To be done: Convert the whole listing below into a JSON list of strings, one string per line, with blank lines left out. Omit the picture from your answer.

───── Given records

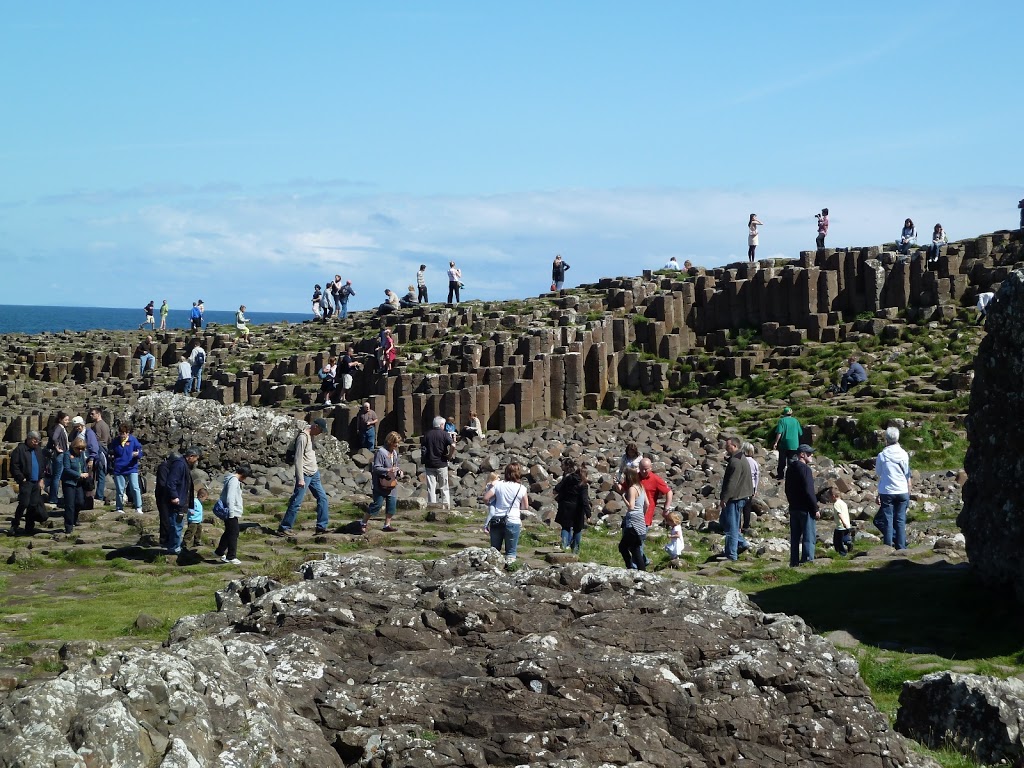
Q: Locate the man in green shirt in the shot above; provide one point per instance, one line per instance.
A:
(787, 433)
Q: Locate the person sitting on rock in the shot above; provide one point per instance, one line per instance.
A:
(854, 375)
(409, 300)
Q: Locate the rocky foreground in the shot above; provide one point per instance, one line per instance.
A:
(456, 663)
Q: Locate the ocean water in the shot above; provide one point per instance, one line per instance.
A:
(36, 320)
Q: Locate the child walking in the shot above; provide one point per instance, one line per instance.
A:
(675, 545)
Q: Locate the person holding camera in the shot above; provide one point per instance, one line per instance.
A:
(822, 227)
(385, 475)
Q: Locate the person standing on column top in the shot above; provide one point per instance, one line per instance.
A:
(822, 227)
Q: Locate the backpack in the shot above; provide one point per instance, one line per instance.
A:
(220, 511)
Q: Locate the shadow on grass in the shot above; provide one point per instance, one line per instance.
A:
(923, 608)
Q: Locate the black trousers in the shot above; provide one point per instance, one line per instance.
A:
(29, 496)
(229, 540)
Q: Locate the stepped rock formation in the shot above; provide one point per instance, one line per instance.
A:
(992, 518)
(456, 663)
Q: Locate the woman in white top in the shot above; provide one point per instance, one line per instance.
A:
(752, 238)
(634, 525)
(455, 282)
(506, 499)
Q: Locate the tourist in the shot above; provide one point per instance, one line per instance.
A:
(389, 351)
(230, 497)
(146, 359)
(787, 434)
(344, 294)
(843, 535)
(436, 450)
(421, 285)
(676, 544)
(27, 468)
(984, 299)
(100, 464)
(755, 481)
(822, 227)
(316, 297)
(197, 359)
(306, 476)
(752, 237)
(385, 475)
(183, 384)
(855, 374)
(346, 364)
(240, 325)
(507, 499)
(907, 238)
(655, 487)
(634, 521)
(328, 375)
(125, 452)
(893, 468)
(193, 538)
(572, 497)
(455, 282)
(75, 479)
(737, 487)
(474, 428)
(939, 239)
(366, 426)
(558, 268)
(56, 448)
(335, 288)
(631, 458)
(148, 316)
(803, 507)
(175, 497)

──────────

Response to the task:
[
  "Q: Locate the man in green shirt in the shot above; provide one point per instance, one line per instance.",
  "A:",
  "(787, 433)",
  "Q: Locate the person sitting on rock in the shot above; provide one point per instance, one line per instance.",
  "A:",
  "(854, 375)",
  "(409, 300)",
  "Q: Locate the rocky foreground in the shot above; provide one point per instance, one line per instance.",
  "A:",
  "(456, 663)",
  "Q: Locate the ocean water in the shot above; provide one point per instance, one line per instance.",
  "A:",
  "(36, 320)",
  "Q: Locate the child walking in the shot above; provide one point per instance, one line per instance.",
  "A:",
  "(675, 545)",
  "Q: Locate the person holding camera in the shot above; provide one point per instance, one line per instance.",
  "A:",
  "(822, 227)",
  "(385, 475)",
  "Q: Locate the person standing on column top in the shot above; provide one point per instance, one line per instance.",
  "A:",
  "(822, 227)",
  "Q: Locate the backpack in the shot above; provide one point per instance, one line per instance.",
  "A:",
  "(220, 511)",
  "Q: Locate the shadow on grass in the shot above; provide one point per instance, one line per instance.",
  "A:",
  "(923, 608)",
  "Q: Locate the black trousers in the shot above; provide one point per instance, one line per instance.",
  "A:",
  "(29, 496)",
  "(229, 540)",
  "Q: Locate the stepped rock formation in the shot above; provide one point per instance, one line per instance.",
  "A:",
  "(992, 518)",
  "(456, 663)",
  "Q: Locate the woman in white top in the shot above; provide one point per instance, one line per instance.",
  "A:",
  "(752, 238)",
  "(634, 525)",
  "(455, 282)",
  "(506, 499)",
  "Q: Locate the tourist in the shot above; provide one point per instance, one line per instance.",
  "A:",
  "(389, 351)",
  "(230, 497)",
  "(146, 359)",
  "(787, 434)",
  "(344, 294)",
  "(843, 535)",
  "(436, 450)",
  "(421, 285)",
  "(676, 544)",
  "(27, 468)",
  "(984, 299)",
  "(100, 464)",
  "(755, 481)",
  "(822, 227)",
  "(316, 297)",
  "(197, 359)",
  "(306, 476)",
  "(752, 237)",
  "(385, 475)",
  "(183, 384)",
  "(855, 374)",
  "(346, 364)",
  "(240, 325)",
  "(507, 499)",
  "(907, 238)",
  "(655, 487)",
  "(634, 521)",
  "(328, 375)",
  "(125, 452)",
  "(893, 468)",
  "(193, 538)",
  "(572, 497)",
  "(455, 282)",
  "(75, 479)",
  "(737, 487)",
  "(474, 428)",
  "(939, 239)",
  "(366, 426)",
  "(558, 268)",
  "(56, 448)",
  "(335, 288)",
  "(631, 458)",
  "(148, 316)",
  "(803, 507)",
  "(175, 497)"
]